(Beginning of Page excerpt)

Personal Information and Interests

Academic Interests

Research Interests:
Thesis Advisor: Alan Hatton

Research Description

The active control of surface tension and self-assembling has been shown to be important in emerging high technologies, such as in the pumping and control of flow in microfluidic devices, micelle-based separation, and in the microchemical analysis of complex fluids, flow cytometry, rapid DNA screening, etc. The fine-tuning and control of these properties is made possible by the inherent nature of hydrophobic effect, which is the dominant driving force in self-assembling and surfactant adsorption, the latter actually determines the surface tension. The hydrophobic effect distinguishes itself from other interactions by two characteristics: the small energy scale (of the order of several kBTs,) and the sensitivity to molecular architecture. The first one implies the liability of hydrophobic-dominant processes to external stimuli and provides the possibility to control these processes; the second one actually indicates the method: tuning surface tension and self-assembling by control molecular architecture.

(End of Page excerpt)
(Beginning of Provided material)

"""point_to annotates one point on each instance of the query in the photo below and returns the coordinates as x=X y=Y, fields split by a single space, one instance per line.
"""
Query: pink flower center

(End of Provided material)

Study questions -
• A. Can you sum up the research description on surface tension and self-assembling in two sentences?
• B. Could you resume the research description on surface tension and self-assembling, picking up right after its final sentence?

Responses to the exercise -
• A. Active control of surface tension and self-assembling matters in emerging technologies such as flow control in microfluidic devices, micelle-based separation, and rapid DNA screening. This control is possible because of the hydrophobic effect: its small energy scale makes the processes it drives responsive to external stimuli, and its sensitivity to molecular architecture means surface tension and self-assembling can be tuned by controlling that architecture.

• B.
My research is focused on the photo-control of interfacial and self-assembling properties in surfactant solutions, which consists of three intervolving projects. Firstly, the new photo-responsive surfactants, which exhibit large changes in both surface tension and self-assembling behavior in response to different illuminations, need to be designed and synthesized. Secondly, the structures of self-assembled surfactant aggregates under need to be elucidated under different radiation conditions. At last, the structures of surfactant adsorbed layers under different illuminations need to be probed. The core inside all these projects is the molecular design of new photoresponsive surfactants. We have already demonstrated that, by careful and smart molecular design, it is possible to acquire azobenzene-based surfactants, which exhibit significant surface tension and self-assembling response to external illuminations. The self-assembling structures of these surfactants have been investigated by state-of -art technologies such as small angle neutron scattering, dynamic and static light scattering under different illumination conditions. The adsorbed layer structures of these surfactants under different radiation have also been elucidated by recently developed technology neutron reflection.

Figure 1. Photo-isomerization of azobenzene. The 3D structures show the planar trans and bent cis isomers.

Figure 2. Concentration dependence of the equilibrium surface tension for photoresponsive surfactants at 25 ºC under both visible (squares) and UV light (circles) illumination.